AMBIVALENCES AND INFLUENCES

How does Darwin's Darwinism relate to social Darwinism and eugenics? Like many foes of Darwinism, past and present, the American populist and creationist William Jennings Bryan thought a straight line ran from Darwin's theory ('a dogma of darkness and death') to beliefs that it is right for the strong to crowd out the weak, and that the only hope for human improvement lay in selective breeding. Darwin's defenders, on the other hand, have typically viewed social Darwinism and eugenics as perversions of his theory. Daniel Dennett speaks for many biologists and philosophers of science when he characterises social Darwinism as 'an odious misapplication of Darwinian thinking'. Few professional historians believe either that Darwin's theory leads directly to these doctrines or that they are entirely unrelated. But both the nature and significance of the link are disputed.

- [WHAT YOU ARE ASKED TO DO]:
Copy the passage on Darwinism and eugenics word for word, between "How does Darwin's" and "link are disputed.", inclusive.

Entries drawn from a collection
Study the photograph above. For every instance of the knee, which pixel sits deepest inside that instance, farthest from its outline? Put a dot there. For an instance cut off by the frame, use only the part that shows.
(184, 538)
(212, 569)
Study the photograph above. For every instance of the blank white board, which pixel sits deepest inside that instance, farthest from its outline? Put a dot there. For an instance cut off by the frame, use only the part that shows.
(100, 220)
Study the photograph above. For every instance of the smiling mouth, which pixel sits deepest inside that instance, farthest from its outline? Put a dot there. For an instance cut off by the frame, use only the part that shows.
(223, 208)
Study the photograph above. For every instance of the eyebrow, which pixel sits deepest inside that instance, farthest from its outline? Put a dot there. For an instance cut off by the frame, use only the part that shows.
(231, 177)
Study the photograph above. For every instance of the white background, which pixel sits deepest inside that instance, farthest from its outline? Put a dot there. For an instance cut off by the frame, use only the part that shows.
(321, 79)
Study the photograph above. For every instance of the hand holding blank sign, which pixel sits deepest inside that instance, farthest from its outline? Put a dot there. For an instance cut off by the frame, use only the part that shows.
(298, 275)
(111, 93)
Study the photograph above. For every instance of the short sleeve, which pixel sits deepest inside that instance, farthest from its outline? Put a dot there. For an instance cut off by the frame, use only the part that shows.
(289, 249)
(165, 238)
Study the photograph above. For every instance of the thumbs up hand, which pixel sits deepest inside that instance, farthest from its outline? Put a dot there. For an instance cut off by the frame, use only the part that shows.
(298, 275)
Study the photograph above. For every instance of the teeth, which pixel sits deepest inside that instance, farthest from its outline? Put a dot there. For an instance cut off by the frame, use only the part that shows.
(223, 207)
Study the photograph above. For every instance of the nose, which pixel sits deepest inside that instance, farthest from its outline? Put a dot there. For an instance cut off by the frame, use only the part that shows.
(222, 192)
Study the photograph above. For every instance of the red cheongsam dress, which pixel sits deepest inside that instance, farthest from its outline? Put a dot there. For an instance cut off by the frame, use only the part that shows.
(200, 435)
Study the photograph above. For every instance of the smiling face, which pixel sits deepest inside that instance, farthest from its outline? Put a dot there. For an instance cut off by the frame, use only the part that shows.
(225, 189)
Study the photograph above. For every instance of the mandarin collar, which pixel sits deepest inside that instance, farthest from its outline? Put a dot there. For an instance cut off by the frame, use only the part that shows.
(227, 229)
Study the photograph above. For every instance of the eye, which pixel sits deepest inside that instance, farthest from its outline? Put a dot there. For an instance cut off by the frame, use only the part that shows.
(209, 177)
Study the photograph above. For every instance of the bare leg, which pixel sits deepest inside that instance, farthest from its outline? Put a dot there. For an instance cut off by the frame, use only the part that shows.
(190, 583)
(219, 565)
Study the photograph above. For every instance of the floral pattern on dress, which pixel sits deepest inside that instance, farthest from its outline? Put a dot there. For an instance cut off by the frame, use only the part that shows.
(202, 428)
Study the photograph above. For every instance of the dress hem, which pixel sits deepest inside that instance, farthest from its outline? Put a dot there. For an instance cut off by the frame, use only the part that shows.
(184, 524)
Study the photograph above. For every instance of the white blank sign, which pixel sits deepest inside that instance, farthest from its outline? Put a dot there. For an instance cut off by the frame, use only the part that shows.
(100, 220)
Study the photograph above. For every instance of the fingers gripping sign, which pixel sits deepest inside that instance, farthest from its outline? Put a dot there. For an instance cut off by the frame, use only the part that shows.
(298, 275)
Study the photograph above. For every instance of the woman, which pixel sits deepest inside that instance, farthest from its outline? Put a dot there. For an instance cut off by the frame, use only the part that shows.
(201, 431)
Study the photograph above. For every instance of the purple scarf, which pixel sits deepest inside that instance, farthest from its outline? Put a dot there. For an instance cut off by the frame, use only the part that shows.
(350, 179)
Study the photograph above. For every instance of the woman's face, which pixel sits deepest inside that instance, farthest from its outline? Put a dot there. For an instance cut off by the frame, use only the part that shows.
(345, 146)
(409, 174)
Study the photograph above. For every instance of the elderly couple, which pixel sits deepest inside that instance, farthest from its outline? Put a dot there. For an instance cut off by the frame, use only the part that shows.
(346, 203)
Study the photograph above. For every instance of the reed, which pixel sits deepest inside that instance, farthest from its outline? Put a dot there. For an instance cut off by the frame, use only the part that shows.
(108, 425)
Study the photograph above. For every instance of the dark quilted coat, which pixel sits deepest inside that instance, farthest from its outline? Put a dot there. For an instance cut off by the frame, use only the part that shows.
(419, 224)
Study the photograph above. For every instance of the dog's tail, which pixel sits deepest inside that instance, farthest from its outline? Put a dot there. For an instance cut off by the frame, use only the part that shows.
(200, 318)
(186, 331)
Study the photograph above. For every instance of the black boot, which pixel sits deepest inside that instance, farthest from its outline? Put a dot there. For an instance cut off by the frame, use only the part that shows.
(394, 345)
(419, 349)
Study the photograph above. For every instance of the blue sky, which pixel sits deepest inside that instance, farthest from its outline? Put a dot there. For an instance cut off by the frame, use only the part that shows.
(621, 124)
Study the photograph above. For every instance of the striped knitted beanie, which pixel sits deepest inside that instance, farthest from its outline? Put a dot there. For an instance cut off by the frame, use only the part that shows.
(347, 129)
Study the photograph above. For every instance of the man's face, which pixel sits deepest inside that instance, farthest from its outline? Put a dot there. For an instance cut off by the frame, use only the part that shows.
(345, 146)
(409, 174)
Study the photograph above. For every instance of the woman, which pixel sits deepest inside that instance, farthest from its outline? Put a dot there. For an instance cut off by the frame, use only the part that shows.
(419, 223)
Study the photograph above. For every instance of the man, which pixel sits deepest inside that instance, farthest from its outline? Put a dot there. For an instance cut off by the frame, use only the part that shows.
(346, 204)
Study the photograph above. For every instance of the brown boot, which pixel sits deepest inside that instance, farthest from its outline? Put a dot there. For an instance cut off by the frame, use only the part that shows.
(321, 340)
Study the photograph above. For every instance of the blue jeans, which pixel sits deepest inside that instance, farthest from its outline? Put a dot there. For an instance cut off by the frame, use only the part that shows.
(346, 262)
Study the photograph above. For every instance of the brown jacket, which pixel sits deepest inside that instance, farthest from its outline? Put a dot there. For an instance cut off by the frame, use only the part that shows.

- [ANSWER BOX]:
How does Darwin's Darwinism relate to social Darwinism and eugenics? Like many foes of Darwinism, past and present, the American populist and creationist William Jennings Bryan thought a straight line ran from Darwin's theory ('a dogma of darkness and death') to beliefs that it is right for the strong to crowd out the weak, and that the only hope for human improvement lay in selective breeding. Darwin's defenders, on the other hand, have typically viewed social Darwinism and eugenics as perversions of his theory. Daniel Dennett speaks for many biologists and philosophers of science when he characterises social Darwinism as 'an odious misapplication of Darwinian thinking'. Few professional historians believe either that Darwin's theory leads directly to these doctrines or that they are entirely unrelated. But both the nature and significance of the link are disputed.